Brice Merlin Mbessa Nya est un doctorant en Histoire option Relations Internationales à l’Université de Yaoundé I au Cameroun. Ses travaux de recherche ont pour point focal la coopération Sud-Sud et s’intéresse aux rapports Afrique-Chine au sein du Forum sur la Coopération sino-africaine (FOCAC). Récemment, il accordé une interview exclusive à l’Actu Chine-Cameroun, donnant son point de vue sur la coopération sino-camerounaise et son avenir.

1- Depuis le 26 mars 1971, la République populaire de Chine et la République du Cameroun sont liées par des relations bilatérales dont les retombées sont aujourd’hui bénéfiques pour le Cameroun et positionnent surtout la Chine, puissance émergente sur la scène africaine. Quel est votre regard de cette coopération, 54 ans après ?

* * * * *

> _CONSIGNE_
Reproduisez le passage du texte source qui s'ouvre sur les mots « Brice Merlin Mbessa » et se termine par « ans après ? », en remplaçant « doctorant » par « chercheur ».

* * * * *

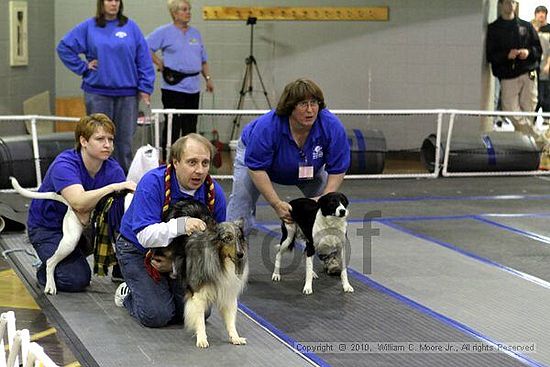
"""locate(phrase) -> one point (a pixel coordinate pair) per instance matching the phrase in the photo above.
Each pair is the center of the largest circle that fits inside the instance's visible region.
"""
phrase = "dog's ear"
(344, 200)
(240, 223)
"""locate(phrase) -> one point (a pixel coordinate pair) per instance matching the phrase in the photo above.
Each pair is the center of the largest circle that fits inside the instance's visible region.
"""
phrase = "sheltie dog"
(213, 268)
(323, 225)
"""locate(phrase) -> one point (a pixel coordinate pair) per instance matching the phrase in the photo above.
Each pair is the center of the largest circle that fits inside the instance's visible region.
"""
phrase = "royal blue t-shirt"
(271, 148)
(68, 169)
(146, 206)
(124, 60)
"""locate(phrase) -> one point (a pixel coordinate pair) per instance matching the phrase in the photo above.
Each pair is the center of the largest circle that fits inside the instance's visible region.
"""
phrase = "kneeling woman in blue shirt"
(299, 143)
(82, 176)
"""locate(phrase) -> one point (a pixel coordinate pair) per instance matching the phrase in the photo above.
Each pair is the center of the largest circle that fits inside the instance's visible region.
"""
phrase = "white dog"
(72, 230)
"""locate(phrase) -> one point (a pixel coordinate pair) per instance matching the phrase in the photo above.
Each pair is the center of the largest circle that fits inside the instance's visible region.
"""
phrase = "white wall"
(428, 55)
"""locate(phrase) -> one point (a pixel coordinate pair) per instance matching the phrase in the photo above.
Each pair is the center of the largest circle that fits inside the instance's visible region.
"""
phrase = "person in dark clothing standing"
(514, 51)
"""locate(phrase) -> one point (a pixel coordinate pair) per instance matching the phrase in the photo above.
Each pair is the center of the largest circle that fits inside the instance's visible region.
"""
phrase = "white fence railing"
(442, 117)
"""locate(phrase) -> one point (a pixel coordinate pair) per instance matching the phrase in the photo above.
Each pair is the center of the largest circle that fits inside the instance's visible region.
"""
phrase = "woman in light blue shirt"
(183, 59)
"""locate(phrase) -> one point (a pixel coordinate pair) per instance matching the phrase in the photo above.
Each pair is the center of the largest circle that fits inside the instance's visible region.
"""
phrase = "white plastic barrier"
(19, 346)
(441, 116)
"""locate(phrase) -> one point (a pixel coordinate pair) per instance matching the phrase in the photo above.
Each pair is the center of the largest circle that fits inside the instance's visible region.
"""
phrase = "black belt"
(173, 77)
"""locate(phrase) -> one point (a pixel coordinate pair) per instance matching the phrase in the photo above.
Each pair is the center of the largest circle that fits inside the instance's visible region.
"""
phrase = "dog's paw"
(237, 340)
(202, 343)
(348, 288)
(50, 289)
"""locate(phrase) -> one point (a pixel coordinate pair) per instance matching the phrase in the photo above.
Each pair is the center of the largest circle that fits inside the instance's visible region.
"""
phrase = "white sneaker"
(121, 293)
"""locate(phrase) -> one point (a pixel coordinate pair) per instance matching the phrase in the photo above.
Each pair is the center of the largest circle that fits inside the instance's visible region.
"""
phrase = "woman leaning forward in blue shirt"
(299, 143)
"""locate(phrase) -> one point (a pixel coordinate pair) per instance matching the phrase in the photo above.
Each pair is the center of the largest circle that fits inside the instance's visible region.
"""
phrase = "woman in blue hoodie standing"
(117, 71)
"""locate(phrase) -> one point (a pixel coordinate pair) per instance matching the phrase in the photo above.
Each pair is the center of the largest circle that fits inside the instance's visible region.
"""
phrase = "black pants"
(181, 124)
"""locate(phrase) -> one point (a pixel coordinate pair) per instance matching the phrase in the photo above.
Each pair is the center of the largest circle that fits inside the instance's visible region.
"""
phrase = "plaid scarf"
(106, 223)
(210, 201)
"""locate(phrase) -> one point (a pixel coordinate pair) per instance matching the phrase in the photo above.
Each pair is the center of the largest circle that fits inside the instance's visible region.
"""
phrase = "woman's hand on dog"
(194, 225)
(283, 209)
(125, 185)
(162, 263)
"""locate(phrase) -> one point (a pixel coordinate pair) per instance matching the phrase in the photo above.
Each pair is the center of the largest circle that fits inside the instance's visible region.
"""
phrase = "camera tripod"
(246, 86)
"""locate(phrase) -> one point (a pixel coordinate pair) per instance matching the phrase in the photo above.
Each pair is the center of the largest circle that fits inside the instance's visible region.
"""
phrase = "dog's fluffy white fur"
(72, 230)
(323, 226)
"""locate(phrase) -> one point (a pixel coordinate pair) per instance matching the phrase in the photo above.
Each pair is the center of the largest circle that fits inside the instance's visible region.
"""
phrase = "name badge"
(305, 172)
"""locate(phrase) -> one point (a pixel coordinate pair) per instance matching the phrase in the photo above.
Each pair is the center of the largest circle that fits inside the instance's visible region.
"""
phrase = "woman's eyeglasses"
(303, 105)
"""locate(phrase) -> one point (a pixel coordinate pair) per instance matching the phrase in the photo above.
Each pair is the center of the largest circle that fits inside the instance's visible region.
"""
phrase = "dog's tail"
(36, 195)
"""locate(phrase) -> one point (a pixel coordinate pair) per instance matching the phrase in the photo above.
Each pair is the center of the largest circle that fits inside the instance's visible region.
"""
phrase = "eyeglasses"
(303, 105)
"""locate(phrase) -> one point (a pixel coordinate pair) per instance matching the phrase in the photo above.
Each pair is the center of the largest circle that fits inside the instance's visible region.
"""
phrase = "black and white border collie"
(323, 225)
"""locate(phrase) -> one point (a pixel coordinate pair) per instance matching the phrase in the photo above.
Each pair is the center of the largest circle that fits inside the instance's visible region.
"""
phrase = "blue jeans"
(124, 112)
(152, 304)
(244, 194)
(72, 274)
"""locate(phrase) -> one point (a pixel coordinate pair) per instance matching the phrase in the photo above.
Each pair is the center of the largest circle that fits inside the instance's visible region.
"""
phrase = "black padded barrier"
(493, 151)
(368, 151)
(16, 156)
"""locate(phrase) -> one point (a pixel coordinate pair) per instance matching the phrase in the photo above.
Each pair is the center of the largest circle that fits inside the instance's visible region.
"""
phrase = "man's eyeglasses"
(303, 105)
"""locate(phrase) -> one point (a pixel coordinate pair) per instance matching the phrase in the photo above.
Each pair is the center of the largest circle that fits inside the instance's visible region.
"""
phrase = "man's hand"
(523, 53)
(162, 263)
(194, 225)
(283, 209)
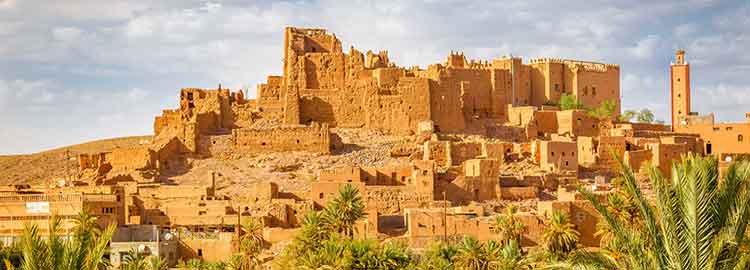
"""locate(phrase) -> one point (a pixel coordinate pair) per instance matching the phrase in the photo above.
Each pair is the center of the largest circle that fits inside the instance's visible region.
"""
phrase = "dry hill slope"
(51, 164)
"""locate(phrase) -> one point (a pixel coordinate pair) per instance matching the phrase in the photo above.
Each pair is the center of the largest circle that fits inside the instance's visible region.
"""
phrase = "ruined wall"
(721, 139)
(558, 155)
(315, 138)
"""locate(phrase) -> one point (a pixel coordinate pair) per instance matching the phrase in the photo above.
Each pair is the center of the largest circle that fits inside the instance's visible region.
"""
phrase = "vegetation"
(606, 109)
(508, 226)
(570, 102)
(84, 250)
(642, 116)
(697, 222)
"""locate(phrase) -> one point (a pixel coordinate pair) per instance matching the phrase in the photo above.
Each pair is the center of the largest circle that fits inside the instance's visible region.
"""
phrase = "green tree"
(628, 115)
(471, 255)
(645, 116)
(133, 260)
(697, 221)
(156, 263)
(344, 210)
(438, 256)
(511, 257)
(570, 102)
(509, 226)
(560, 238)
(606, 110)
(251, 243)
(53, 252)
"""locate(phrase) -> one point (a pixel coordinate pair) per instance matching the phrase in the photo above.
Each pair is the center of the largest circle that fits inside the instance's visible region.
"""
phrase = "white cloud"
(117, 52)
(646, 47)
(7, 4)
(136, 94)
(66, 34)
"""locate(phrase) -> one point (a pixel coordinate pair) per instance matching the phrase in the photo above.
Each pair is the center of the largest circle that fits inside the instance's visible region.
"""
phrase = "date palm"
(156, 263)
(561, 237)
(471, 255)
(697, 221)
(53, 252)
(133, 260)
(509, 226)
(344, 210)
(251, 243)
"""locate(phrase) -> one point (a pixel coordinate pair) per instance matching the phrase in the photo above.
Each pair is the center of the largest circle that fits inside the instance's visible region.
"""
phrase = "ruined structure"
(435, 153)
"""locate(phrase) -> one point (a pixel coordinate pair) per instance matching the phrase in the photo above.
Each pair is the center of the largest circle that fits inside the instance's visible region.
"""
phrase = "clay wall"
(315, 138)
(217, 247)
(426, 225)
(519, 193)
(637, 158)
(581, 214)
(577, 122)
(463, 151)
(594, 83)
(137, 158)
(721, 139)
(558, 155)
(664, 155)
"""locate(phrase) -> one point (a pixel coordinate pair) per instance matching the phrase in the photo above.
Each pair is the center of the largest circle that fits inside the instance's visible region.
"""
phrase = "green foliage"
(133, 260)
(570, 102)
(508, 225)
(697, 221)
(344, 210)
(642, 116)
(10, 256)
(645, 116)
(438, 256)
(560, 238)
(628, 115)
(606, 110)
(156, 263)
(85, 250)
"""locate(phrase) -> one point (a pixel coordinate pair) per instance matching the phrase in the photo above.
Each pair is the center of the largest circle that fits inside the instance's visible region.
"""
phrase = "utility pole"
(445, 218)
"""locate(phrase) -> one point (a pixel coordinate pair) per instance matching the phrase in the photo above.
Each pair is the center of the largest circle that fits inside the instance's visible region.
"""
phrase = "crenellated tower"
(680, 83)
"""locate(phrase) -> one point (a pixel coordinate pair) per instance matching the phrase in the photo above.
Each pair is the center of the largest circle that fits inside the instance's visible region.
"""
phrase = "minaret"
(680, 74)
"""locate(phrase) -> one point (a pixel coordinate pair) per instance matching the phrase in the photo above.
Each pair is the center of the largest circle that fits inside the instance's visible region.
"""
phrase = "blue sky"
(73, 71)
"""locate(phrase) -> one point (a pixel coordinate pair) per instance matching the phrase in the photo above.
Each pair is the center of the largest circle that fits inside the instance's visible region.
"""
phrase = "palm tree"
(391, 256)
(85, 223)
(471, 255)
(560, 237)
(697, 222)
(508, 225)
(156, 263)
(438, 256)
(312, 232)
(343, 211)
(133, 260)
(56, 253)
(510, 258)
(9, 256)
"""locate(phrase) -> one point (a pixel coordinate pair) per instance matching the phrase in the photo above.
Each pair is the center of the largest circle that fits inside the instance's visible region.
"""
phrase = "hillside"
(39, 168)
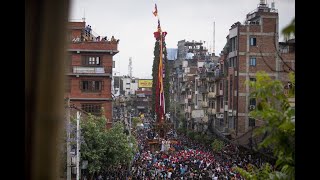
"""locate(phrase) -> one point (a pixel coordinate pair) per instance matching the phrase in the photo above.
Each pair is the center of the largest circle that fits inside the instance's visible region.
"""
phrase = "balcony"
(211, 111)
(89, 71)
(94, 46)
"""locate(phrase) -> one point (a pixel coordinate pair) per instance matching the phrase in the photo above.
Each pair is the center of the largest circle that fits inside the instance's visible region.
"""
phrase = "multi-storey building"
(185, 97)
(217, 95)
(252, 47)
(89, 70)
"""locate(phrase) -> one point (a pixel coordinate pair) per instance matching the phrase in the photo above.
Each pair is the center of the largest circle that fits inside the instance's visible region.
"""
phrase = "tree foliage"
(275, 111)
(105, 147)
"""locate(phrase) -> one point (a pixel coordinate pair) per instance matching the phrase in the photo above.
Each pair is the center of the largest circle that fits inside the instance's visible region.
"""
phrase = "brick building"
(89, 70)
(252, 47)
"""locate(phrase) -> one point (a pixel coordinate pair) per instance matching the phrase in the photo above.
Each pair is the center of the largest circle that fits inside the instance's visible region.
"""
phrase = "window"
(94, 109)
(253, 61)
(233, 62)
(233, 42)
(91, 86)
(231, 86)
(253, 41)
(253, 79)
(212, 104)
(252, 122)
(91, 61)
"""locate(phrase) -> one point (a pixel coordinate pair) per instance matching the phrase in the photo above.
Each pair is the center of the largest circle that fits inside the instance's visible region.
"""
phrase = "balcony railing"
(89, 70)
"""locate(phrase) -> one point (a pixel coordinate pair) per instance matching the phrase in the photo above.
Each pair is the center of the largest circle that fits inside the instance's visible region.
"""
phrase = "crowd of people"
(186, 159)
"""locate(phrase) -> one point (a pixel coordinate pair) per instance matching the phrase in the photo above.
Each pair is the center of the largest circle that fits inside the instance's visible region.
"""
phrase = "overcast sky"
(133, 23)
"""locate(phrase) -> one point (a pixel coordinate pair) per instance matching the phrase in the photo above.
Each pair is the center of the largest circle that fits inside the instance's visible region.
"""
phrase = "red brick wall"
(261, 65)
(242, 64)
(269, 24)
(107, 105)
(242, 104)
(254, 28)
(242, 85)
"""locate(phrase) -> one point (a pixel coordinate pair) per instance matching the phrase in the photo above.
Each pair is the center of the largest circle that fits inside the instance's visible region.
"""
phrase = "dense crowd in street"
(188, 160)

* * * * *

> _CORRIGÉ_
Brice Merlin Mbessa Nya est un chercheur en Histoire option Relations Internationales à l’Université de Yaoundé I au Cameroun. Ses travaux de recherche ont pour point focal la coopération Sud-Sud et s’intéresse aux rapports Afrique-Chine au sein du Forum sur la Coopération sino-africaine (FOCAC). Récemment, il accordé une interview exclusive à l’Actu Chine-Cameroun, donnant son point de vue sur la coopération sino-camerounaise et son avenir.

1- Depuis le 26 mars 1971, la République populaire de Chine et la République du Cameroun sont liées par des relations bilatérales dont les retombées sont aujourd’hui bénéfiques pour le Cameroun et positionnent surtout la Chine, puissance émergente sur la scène africaine. Quel est votre regard de cette coopération, 54 ans après ?